▶ _SET EXERCISE_
Set every record down verbatim and omit the pictures.

▶ _DATA RECORDS_
---

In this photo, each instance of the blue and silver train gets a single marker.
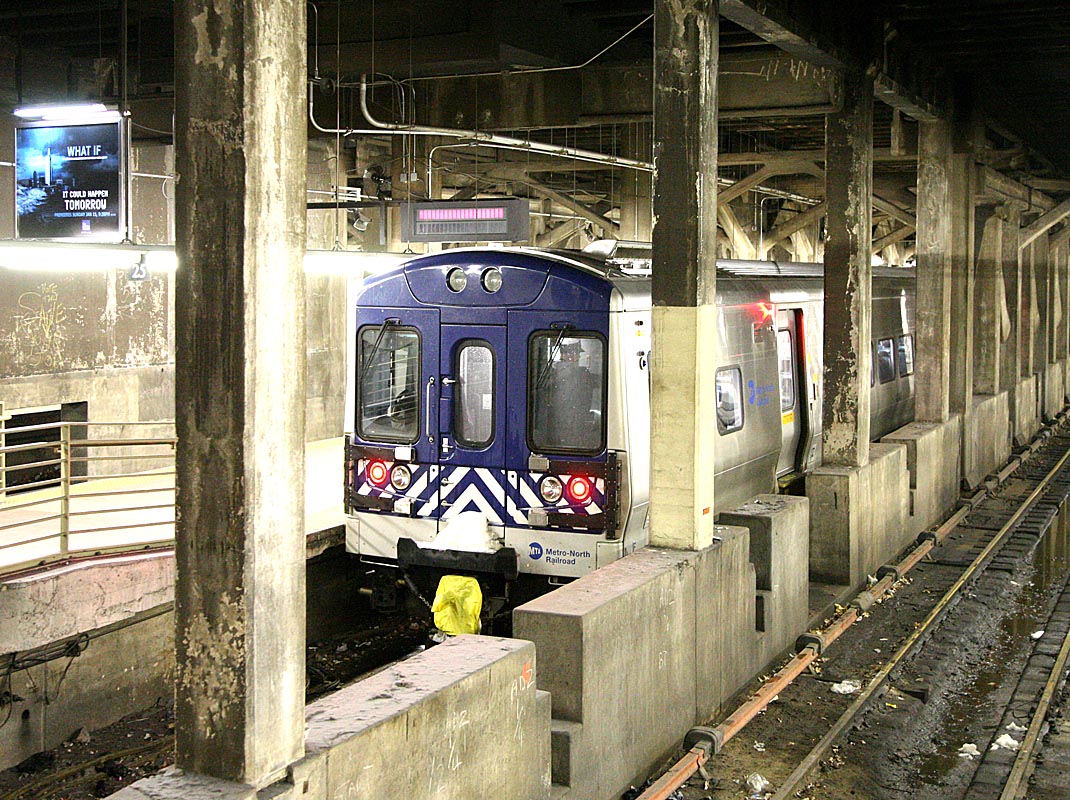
(501, 426)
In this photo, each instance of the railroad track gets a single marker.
(995, 577)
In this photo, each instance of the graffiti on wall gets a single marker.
(40, 327)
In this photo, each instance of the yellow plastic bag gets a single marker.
(457, 604)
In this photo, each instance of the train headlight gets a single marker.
(378, 473)
(579, 489)
(550, 489)
(491, 279)
(400, 477)
(456, 279)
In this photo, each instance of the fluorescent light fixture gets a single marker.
(351, 262)
(85, 258)
(94, 110)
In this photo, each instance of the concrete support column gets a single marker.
(1061, 300)
(933, 337)
(989, 298)
(685, 340)
(240, 386)
(637, 187)
(849, 272)
(1029, 313)
(1041, 266)
(962, 286)
(1010, 372)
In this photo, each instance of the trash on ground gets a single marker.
(968, 751)
(757, 785)
(846, 687)
(1006, 742)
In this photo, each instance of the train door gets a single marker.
(472, 405)
(393, 455)
(792, 389)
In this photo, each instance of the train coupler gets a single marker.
(814, 642)
(889, 569)
(709, 739)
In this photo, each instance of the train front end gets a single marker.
(482, 430)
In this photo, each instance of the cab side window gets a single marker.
(885, 360)
(729, 399)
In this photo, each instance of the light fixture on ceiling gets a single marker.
(79, 111)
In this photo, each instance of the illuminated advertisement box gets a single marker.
(69, 180)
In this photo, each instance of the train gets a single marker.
(501, 411)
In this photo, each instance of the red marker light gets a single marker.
(378, 473)
(579, 489)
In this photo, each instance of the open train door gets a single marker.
(793, 406)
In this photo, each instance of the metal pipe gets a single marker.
(497, 140)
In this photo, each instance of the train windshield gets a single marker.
(387, 384)
(566, 388)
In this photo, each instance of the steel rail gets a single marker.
(1023, 759)
(791, 785)
(716, 737)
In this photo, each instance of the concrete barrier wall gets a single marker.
(636, 654)
(989, 436)
(60, 602)
(1026, 421)
(779, 528)
(1054, 389)
(933, 461)
(859, 517)
(462, 720)
(118, 673)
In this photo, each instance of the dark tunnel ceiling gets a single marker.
(1011, 57)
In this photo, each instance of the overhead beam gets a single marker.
(1007, 188)
(1060, 236)
(1040, 226)
(774, 25)
(898, 96)
(897, 235)
(893, 211)
(797, 222)
(882, 155)
(744, 185)
(559, 233)
(559, 197)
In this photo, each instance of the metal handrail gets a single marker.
(79, 477)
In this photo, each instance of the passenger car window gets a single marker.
(905, 355)
(387, 381)
(729, 399)
(566, 393)
(885, 365)
(474, 398)
(785, 356)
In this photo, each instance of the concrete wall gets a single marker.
(933, 461)
(461, 720)
(779, 528)
(859, 518)
(106, 340)
(1055, 397)
(636, 654)
(989, 436)
(120, 672)
(1026, 419)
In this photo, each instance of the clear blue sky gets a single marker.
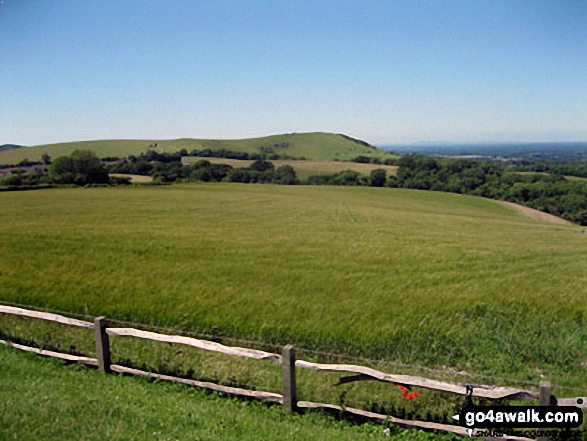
(384, 71)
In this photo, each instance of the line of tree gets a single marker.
(578, 170)
(82, 167)
(550, 193)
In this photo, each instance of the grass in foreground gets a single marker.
(44, 399)
(415, 277)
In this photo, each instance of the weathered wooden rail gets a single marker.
(289, 363)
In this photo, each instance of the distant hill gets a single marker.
(506, 150)
(315, 146)
(9, 147)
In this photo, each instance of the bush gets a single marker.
(81, 168)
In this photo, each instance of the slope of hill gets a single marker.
(316, 146)
(413, 276)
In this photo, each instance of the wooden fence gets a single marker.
(289, 364)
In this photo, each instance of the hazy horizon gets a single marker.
(399, 72)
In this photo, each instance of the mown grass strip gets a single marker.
(43, 399)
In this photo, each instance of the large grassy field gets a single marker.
(416, 277)
(314, 146)
(39, 403)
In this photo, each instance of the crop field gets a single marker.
(427, 278)
(303, 169)
(315, 146)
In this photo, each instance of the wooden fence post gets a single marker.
(102, 344)
(288, 364)
(544, 400)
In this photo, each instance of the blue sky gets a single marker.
(383, 71)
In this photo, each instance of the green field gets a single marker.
(410, 276)
(314, 146)
(39, 403)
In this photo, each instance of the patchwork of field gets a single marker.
(411, 276)
(315, 146)
(303, 169)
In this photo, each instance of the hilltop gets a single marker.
(313, 146)
(4, 147)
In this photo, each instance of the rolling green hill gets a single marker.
(413, 276)
(315, 146)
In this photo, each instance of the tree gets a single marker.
(81, 168)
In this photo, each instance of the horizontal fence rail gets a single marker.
(201, 344)
(289, 364)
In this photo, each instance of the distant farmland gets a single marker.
(417, 277)
(303, 168)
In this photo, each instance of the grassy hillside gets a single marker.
(418, 277)
(39, 402)
(317, 146)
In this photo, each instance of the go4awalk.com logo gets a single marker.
(518, 417)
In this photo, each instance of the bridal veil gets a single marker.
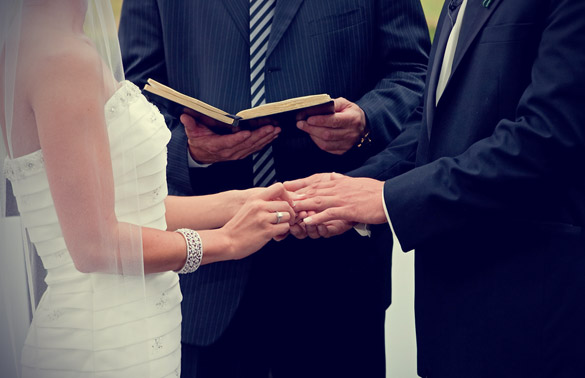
(120, 278)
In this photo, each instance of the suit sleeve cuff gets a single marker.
(193, 163)
(390, 222)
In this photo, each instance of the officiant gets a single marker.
(302, 307)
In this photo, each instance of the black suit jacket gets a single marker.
(495, 207)
(371, 52)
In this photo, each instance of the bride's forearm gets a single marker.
(203, 212)
(164, 250)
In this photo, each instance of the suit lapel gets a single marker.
(239, 10)
(476, 15)
(435, 60)
(284, 13)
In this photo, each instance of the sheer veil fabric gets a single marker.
(97, 264)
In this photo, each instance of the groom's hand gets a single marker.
(207, 147)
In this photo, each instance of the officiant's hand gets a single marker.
(207, 147)
(336, 133)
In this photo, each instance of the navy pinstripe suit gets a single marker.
(373, 53)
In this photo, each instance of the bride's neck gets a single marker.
(68, 14)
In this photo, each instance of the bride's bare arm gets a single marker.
(205, 212)
(67, 98)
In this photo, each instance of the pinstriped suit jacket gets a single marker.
(373, 53)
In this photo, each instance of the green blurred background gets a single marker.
(431, 8)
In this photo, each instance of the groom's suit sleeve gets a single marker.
(515, 170)
(143, 53)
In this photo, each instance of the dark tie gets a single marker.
(261, 13)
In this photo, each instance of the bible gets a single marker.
(221, 122)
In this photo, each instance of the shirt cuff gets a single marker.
(363, 229)
(193, 163)
(390, 222)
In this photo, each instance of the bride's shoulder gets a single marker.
(73, 58)
(71, 66)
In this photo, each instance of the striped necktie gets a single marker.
(261, 13)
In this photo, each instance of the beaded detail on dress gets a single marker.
(24, 166)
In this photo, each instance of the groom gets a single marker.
(495, 207)
(300, 308)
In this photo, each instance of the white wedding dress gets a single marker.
(139, 338)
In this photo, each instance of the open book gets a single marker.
(221, 122)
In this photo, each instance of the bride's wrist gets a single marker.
(217, 245)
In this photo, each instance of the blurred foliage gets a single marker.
(432, 9)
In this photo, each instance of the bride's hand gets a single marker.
(257, 221)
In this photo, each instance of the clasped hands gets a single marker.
(328, 204)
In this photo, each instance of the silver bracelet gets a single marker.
(194, 250)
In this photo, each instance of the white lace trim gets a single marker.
(24, 166)
(127, 94)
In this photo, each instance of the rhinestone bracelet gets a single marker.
(194, 250)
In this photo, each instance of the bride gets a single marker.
(86, 160)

---

▶ _TASK RESPONSE_
In this photo, each instance of the blue and silver train gets a single marker.
(501, 426)
In this photo, each instance of the railroad track gets a single marker.
(995, 577)
In this photo, each instance of the graffiti on wall gets a single marker.
(40, 327)
In this photo, each instance of the yellow plastic bag gets a single marker.
(457, 604)
In this photo, each instance of the train headlight gets a single marker.
(378, 473)
(579, 489)
(550, 489)
(491, 279)
(400, 477)
(456, 279)
In this photo, each instance of the fluorescent light fixture gets a single marker.
(351, 262)
(85, 258)
(94, 110)
In this photo, each instance of the concrete support column gets a single marker.
(1061, 300)
(933, 337)
(989, 298)
(685, 340)
(240, 386)
(637, 187)
(849, 272)
(1029, 313)
(1041, 266)
(962, 286)
(1010, 372)
In this photo, each instance of the trash on ground gets a single marker.
(968, 751)
(757, 785)
(846, 687)
(1006, 742)
In this photo, each instance of the train door gets a single marker.
(472, 405)
(393, 455)
(792, 389)
In this photo, each instance of the train coupler gets a single marker.
(814, 642)
(889, 569)
(709, 739)
In this photo, each instance of the train front end gets a single marker.
(482, 430)
In this photo, each instance of the cab side window gets a single marker.
(885, 360)
(729, 399)
In this photo, each instance of the light fixture on ceiling gets a single marker.
(79, 111)
In this photo, each instance of the illuminated advertisement box gets a single marker.
(69, 180)
In this photo, each instance of the train gets a single marker.
(501, 411)
In this photo, each instance of the red marker light gets a single marker.
(378, 473)
(579, 489)
In this photo, each instance of the open train door gets a single marker.
(793, 406)
In this photo, each instance of the metal pipe gets a single marker.
(497, 140)
In this photo, each instance of the train windshield gets a single marker.
(387, 384)
(566, 388)
In this photo, each instance of the steel rail gets a single marker.
(1023, 759)
(791, 785)
(716, 737)
In this photo, each instance of the concrete barrier wall gets a single marker.
(636, 654)
(989, 436)
(60, 602)
(1026, 421)
(779, 528)
(1054, 389)
(933, 461)
(859, 517)
(462, 720)
(118, 673)
In this photo, each instance of the dark tunnel ceiling gets a single marker.
(1011, 57)
In this photo, each instance of the overhead beam gets a single marker.
(1007, 188)
(1060, 236)
(1040, 226)
(774, 25)
(898, 96)
(897, 235)
(893, 211)
(797, 222)
(882, 155)
(744, 185)
(559, 233)
(559, 197)
In this photo, each instance of the metal handrail gets a single marker.
(79, 477)
In this photo, each instance of the passenger car window gets a single marker.
(905, 355)
(387, 381)
(729, 399)
(566, 393)
(885, 365)
(474, 398)
(785, 356)
In this photo, each instance of the concrete wall gets a single marker.
(933, 461)
(461, 720)
(779, 528)
(859, 518)
(106, 340)
(1055, 397)
(636, 654)
(989, 436)
(120, 672)
(1026, 419)
In this photo, each instance of the clear blue sky gets a single marker.
(384, 71)
In this photo, each instance of the line of tree gets a single marker.
(578, 170)
(82, 167)
(550, 193)
In this photo, each instance of the grass in foreground gets a single marker.
(44, 399)
(415, 277)
In this photo, each instance of the weathered wooden rail gets a single marker.
(289, 363)
In this photo, each instance of the distant hill gets a single marker.
(506, 150)
(315, 146)
(9, 147)
In this photo, each instance of the bush gets a single marker.
(81, 168)
In this photo, each instance of the slope of hill gets a single marker.
(316, 146)
(413, 276)
In this photo, each instance of the wooden fence gets a single marker.
(289, 364)
In this photo, each instance of the hazy horizon gets a single marker.
(399, 72)
In this photo, each instance of the mown grass strip gets a single marker.
(43, 399)
In this photo, each instance of the large grassy field gets a single marker.
(416, 277)
(314, 146)
(39, 403)
In this photo, each instance of the crop field gets a single marker.
(427, 278)
(303, 169)
(315, 146)
In this photo, each instance of the wooden fence post gets a single marker.
(102, 344)
(288, 364)
(544, 400)
In this photo, each instance of the blue sky gets a single marker.
(383, 71)
In this photo, each instance of the green field gets a single marker.
(410, 276)
(314, 146)
(39, 403)
In this photo, each instance of the patchwork of field gets a single marker.
(411, 276)
(315, 146)
(303, 169)
In this photo, each instance of the hilltop gets a single marker.
(313, 146)
(4, 147)
In this photo, each instance of the rolling green hill gets a single marker.
(413, 276)
(315, 146)
In this photo, each instance of the tree gets a single marker.
(81, 168)
In this photo, each instance of the horizontal fence rail gets a single marker.
(201, 344)
(289, 364)
In this photo, each instance of the distant farmland gets a single marker.
(417, 277)
(303, 168)
In this photo, each instance of the grassy hillside gets a single marker.
(418, 277)
(39, 402)
(317, 146)
In this photo, each instance of the go4awalk.com logo gets a single marker.
(518, 417)
In this photo, each instance of the bridal veil gets a single marker.
(120, 278)
In this photo, each instance of the suit sleeve cuff gets a single marker.
(193, 163)
(390, 222)
In this photo, each instance of the officiant gets a single marker.
(302, 307)
In this photo, each instance of the black suit jacket gets a single marker.
(495, 207)
(371, 52)
In this photo, each instance of the bride's forearm gets a single marker.
(203, 212)
(164, 250)
In this photo, each instance of the suit lapel gets a single marker.
(239, 10)
(476, 15)
(435, 60)
(284, 13)
In this photo, each instance of the sheer veil fabric gets a single marker.
(97, 264)
In this photo, each instance of the groom's hand gets a single marker.
(207, 147)
In this photo, each instance of the officiant's hand gets a single marker.
(207, 147)
(336, 133)
In this photo, each instance of the navy pinstripe suit gets a single marker.
(373, 53)
In this photo, each instance of the bride's neck gets a single marker.
(68, 14)
In this photo, each instance of the bride's bare arm gets a single marker.
(205, 212)
(67, 98)
In this photo, each instance of the pinstriped suit jacket gets a single marker.
(373, 53)
In this photo, each instance of the green blurred background gets a single marker.
(431, 8)
In this photo, each instance of the groom's suit sleeve gets a single marker.
(515, 170)
(143, 53)
In this photo, each instance of the dark tie gets a single marker.
(261, 13)
In this photo, each instance of the bible gets a single marker.
(221, 122)
In this photo, each instance of the shirt cuff gets a single marker.
(363, 229)
(193, 163)
(390, 222)
In this photo, each instance of the bride's shoulder gets a single marker.
(73, 58)
(71, 66)
In this photo, each instance of the striped necktie gets a single marker.
(261, 13)
In this photo, each instance of the beaded detail on dress gets a single marker.
(24, 166)
In this photo, each instance of the groom gets a single marker.
(495, 207)
(300, 308)
In this photo, each instance of the white wedding dress gets a single marker.
(139, 338)
In this photo, each instance of the open book gets a single marker.
(221, 122)
In this photo, each instance of the bride's wrist gets a single marker.
(217, 245)
In this photo, each instance of the blurred foliage gets a single marker.
(432, 9)
In this photo, each instance of the bride's hand gets a single marker.
(257, 221)
In this photo, each instance of the clasped hands gets a single marker.
(328, 204)
In this photo, each instance of the silver bracelet gets a single marker.
(194, 250)
In this photo, each instance of the white lace trim gets a single marker.
(24, 166)
(127, 94)
In this photo, each instance of the rhinestone bracelet gets a single marker.
(194, 250)
In this photo, each instance of the bride gets a single marker.
(86, 160)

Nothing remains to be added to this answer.